Pedone distratto: va risarcito se cade in un tombino Il pedone distratto va comunque risarcito se la sua condotta non è abnorme, tanto più se il Comune non segnala che il tombino è scoperto

Risarcimento danni pedone

Il pedone distratto, se cade in un tombino posto su una via pubblica, deve essere risarcito. Solo se la disattenzione del pedone è abnorme e sia quindi la causa esclusiva della caduta e del danno che ne consegue il diritto al risarcimento è escluso. Lo ha stabilito la Corte di Cassazione nella sentenza n. 19078-2024.

Pedone distratto cade in un tombino

La vicenda ha inizio con la caduta di una donna in un tombino presente ai margini di una strada comunale, sulla banchina, coperto di rami e foglie.

Il tribunale riconosce alla donna un risarcimento del danno di Euro 39.153,00.

Il Comune soccombente appella la decisione, ma il giudice dell’impugnazione la rigetta. La questione viene portata quindi all’attenzione della Corte di Cassazione.

Distrazione non rileva se non è causa esclusiva della caduta

La Cassazione rigetta ancora una volta il ricorso del Comune. Il pedone distratto infatti ha diritto al risarcimento se la sua condotta non è abnorme. Come affermato da precedente Cassazione sulla responsabilità dell’ente per le cose in custodia “può influire la condotta della vittima, la quale, però, assume efficacia causale esclusiva soltanto ove sia qualificabile come abnorme, cioè estranea al novero delle possibilità fattuali congruamente prevedibili in relazione al contesto, potendo, in caso contrario, rilevare ai fini del concorso causale ai sensi dell’art. 1227 c.c.”

Attività da svolgere —
(a) Nel testo sul pedone caduto nel tombino, a quanto ammonta il risarcimento che il tribunale riconosce alla donna?
(b) Prosegui il testo sul pedone caduto nel tombino a partire dal punto in cui si interrompe.

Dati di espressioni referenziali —
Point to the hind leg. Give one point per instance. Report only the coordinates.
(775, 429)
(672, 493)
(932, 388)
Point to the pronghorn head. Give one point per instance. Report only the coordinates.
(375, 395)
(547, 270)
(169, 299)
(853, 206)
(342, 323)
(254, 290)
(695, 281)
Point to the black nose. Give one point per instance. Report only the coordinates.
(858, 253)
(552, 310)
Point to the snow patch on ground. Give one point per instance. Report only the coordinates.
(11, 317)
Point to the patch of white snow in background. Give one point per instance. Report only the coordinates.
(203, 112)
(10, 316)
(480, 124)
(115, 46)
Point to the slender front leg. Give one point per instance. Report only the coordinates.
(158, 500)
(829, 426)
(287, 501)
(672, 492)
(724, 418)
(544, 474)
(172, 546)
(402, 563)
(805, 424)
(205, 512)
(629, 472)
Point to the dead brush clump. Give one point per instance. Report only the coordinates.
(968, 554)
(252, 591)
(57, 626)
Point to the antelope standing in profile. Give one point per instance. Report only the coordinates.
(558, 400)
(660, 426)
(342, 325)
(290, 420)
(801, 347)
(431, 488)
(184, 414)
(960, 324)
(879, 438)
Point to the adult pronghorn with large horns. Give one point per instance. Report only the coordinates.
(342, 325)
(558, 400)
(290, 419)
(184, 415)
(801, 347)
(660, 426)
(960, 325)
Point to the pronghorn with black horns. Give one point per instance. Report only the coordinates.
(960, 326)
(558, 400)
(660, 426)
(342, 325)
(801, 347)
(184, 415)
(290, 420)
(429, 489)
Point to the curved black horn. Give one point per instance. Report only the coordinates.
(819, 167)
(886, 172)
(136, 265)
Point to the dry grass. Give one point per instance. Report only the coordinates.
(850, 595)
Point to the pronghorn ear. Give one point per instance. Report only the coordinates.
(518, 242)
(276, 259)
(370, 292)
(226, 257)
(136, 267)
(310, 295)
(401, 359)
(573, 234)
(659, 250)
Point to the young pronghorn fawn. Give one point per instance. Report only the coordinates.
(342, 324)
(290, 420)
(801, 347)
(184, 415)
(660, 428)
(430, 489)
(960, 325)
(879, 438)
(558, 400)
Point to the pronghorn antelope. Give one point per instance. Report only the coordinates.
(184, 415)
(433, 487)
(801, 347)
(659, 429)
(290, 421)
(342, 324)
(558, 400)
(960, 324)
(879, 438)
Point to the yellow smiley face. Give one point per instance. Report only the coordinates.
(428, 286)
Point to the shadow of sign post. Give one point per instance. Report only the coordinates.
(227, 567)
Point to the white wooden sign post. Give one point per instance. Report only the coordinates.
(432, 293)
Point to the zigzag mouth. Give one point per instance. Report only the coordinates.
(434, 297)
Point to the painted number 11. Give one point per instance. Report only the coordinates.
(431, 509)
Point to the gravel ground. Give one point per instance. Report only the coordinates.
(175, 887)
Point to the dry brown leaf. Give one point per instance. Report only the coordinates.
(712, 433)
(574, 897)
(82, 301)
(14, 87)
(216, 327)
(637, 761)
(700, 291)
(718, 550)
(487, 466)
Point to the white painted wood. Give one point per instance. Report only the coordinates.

Soluzioni —
(a) Euro 39.153,00.

(b)
Natura pubblica della strada: obbligo di custodia del Comune

La Cassazione rileva inoltre che nei precedenti gradi di giudizio i giudici di merito hanno accertato che la strada aveva carattere comunale o comunque ad uso pubblico e che la strada interponderale era aperta all’uso pubblico. L’ente quindi doveva provvedere alla custodia del bene. Lo stesso sarebbe dovuto intervenire affinché il tombino presente sulla banchina non restasse scoperto o segnalare quantomeno l’assenza di copertura dello stesso. Corretta quindi la condanna dell’Ente a rispondere dei danni per cose in custodia in base all’articolo 2051 c.c.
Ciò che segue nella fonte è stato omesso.